Goal of the exercise: Write out every record exactly as it appears. Skip the pictures.

*** Task data Section Begins ***

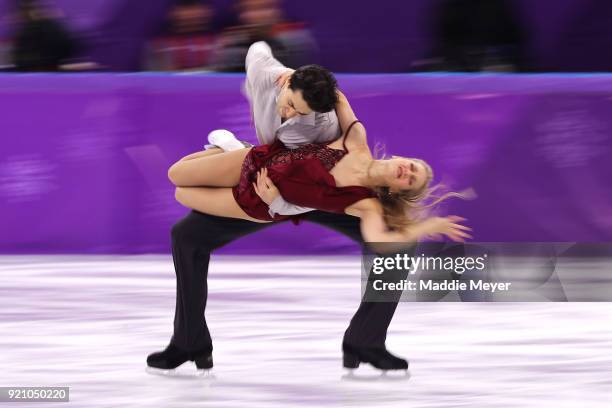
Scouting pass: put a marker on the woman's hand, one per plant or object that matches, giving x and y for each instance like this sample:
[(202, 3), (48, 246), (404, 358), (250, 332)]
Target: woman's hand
[(450, 226), (265, 189)]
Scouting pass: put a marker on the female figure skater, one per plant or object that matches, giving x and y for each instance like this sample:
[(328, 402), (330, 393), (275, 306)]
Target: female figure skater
[(340, 177)]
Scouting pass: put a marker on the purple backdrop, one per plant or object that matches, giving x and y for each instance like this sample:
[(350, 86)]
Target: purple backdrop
[(386, 36), (84, 157)]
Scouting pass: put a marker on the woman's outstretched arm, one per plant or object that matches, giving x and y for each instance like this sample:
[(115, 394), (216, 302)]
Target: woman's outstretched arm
[(374, 229)]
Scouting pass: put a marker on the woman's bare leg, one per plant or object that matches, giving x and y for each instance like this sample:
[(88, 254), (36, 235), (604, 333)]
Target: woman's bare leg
[(213, 170), (210, 200)]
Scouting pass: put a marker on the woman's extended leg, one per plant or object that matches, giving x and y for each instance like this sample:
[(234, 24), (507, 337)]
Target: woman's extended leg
[(216, 170), (214, 201)]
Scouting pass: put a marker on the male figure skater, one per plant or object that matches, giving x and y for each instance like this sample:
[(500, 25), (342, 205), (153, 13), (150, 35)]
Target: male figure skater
[(296, 107)]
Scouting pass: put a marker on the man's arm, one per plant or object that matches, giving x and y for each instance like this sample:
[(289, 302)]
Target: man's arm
[(269, 194)]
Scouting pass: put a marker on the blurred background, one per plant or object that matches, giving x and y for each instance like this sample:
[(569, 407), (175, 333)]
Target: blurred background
[(363, 36), (87, 140)]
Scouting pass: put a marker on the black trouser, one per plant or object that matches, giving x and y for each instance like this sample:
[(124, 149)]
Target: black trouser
[(196, 235)]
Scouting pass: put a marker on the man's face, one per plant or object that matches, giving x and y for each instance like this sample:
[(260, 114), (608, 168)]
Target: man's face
[(290, 103)]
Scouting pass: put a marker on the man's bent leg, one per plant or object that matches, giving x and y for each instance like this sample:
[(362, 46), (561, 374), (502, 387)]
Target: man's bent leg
[(193, 239)]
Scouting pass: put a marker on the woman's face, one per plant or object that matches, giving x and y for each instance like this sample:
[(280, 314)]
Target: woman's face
[(401, 173)]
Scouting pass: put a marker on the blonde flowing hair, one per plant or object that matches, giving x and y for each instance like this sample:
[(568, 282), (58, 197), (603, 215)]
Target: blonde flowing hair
[(404, 208)]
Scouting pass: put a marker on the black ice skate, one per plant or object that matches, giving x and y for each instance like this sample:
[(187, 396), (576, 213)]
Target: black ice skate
[(164, 362), (378, 357)]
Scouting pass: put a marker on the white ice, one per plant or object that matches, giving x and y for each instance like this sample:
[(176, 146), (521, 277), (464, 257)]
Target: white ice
[(88, 322)]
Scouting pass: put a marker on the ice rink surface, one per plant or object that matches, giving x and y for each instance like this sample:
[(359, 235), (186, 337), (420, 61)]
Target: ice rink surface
[(88, 322)]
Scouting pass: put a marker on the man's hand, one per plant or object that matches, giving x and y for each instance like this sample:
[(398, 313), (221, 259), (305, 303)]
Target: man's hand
[(265, 189), (450, 226), (283, 78)]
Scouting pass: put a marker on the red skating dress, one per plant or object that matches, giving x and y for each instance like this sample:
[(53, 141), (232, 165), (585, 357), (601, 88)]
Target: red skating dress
[(302, 177)]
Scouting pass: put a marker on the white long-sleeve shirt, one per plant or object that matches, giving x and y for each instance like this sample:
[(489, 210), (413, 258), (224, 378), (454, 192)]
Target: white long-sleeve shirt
[(262, 71)]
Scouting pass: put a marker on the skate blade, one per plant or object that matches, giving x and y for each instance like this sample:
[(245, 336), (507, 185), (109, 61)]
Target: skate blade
[(372, 375), (180, 373)]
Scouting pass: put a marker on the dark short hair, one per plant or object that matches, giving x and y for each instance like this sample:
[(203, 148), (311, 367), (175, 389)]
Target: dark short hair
[(318, 87)]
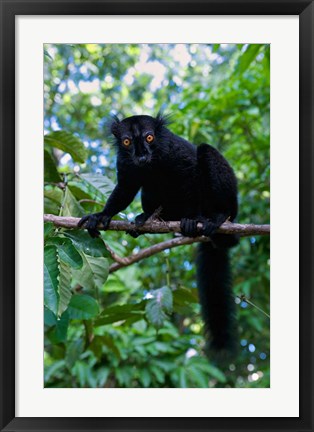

*** Task data Section Ends ***

Response to the exercise:
Scouting pass: put a marker on the woman's hand, one per plant or object that matches, giving x and y for each instance like this sample:
[(202, 3), (48, 246), (404, 358), (250, 332)]
Target: woman's hand
[(450, 226), (265, 189)]
Scouting pass: put a marker on the female figure skater, one per plant or object that matches, giving x and y for each instance like this sample:
[(328, 402), (330, 393), (275, 306)]
Target: female figure skater
[(340, 177)]
Scouting pass: put a marker on the purple backdrop, one per plant or object that matches, giving x and y for each instance like this sample:
[(350, 86)]
Target: purple backdrop
[(386, 36), (84, 157)]
Scouting pass: put a marker on the woman's outstretched arm, one per plant or object that matches, giving x and y for each instance like this sample:
[(115, 394), (216, 302)]
Target: woman's outstretched arm
[(374, 229)]
Scouting pass: put a marker on the woman's bare leg, one per plant or object that matches, giving x and y for each instance like this sample:
[(88, 254), (36, 235), (604, 333)]
Target: woman's bare leg
[(213, 170), (210, 200)]
Scouting pass: put a marker on the woman's extended leg, one per plant or object that matches, giving x and y for each instance like this sample:
[(234, 24), (507, 337)]
Target: woman's extended leg
[(216, 170), (214, 201)]
Scouting pass: put a marker on the male figure skater, one per plant or object that matches, giving x and y for each instance like this sample:
[(500, 25), (342, 205), (153, 13), (150, 35)]
Target: male figure skater
[(296, 107)]
Scouting pass: put a marker on the man's arm, one per plant or object that matches, giving x and y for each instance like this sample:
[(289, 302)]
Target: man's arm
[(269, 194)]
Scouting pass: put a marker on the blurred background, one per plant or object that matches, giving x and y for each instance like this sample:
[(569, 407), (175, 333)]
Target: blurred background
[(363, 36), (87, 140)]
Scouting pass: put a marker on the black trouser, one per plant or object that matches, giving x and y for each instance like this sample:
[(124, 149)]
Target: black trouser
[(196, 235)]
Scouting pass: put a marker on the man's face, one per plant or object that matches, giving x and y for each instance like this sample:
[(260, 114), (608, 168)]
Target: man's face
[(290, 103)]
Scouting pass: put a marker on the man's bent leg, one per plant or object that matches, giving x and y for each instance like this sample:
[(362, 46), (561, 374), (502, 387)]
Target: man's bent leg
[(193, 239)]
Scouting pass: put a marker on the woman's face, one per plant or object that matches, giving x and y for each instance like this sample:
[(280, 314)]
Target: woman's face
[(401, 173)]
Scouting pass: put a marker on the blonde flowing hair, one per plant or object that matches, giving x and y for each instance like this sample:
[(568, 282), (58, 197), (603, 215)]
Target: blonde flowing hair
[(404, 208)]
Scouting pass: put a marker on the black ice skate, one per plant or object that matches, giving x and y for each instance like this sample:
[(187, 396), (576, 213)]
Target: black ice skate
[(164, 362), (378, 357)]
Scouting pass: put a marker on the white ice, one per plant or object that matches, giving x and y for each instance like this sample:
[(176, 146), (521, 277), (464, 257)]
Target: white ice
[(88, 322)]
Scouting pass: put a marker on the ice rink surface, one per plant or object that matches, giving x and y for each instance like this sample:
[(359, 235), (186, 337), (420, 61)]
Target: ice rink surface
[(88, 322)]
Scouting pass: put a marker on the man's hand, one per plant or object that matches, giving x and y for each instance like this sample:
[(398, 313), (221, 259), (305, 303)]
Target: man's hand
[(265, 189), (450, 226), (283, 78)]
Scouting pass: put a marker on the red skating dress, one per plant or object that matches, giving x and y for each instance like this sample:
[(53, 141), (232, 165), (585, 357), (601, 88)]
Target: red skating dress
[(302, 177)]
Scouting pass: put a marker on the white long-sleeve shirt, one per plant or object that matches, giving x and y for each instance like this sample:
[(489, 210), (413, 258), (224, 378), (454, 192)]
Target: white long-sleeve shirt
[(262, 71)]
Scouting pass: put a marker on the skate blade, one per plant or object that matches, giving x and y for each instance like this sample:
[(245, 336), (507, 185), (109, 61)]
Target: skate blade
[(372, 375), (180, 373)]
Scouting pass: put a marker on the dark short hair, one per plant or object that matches, giving x and y for each instance like this sample:
[(203, 148), (311, 367), (175, 389)]
Target: dark short hair
[(318, 87)]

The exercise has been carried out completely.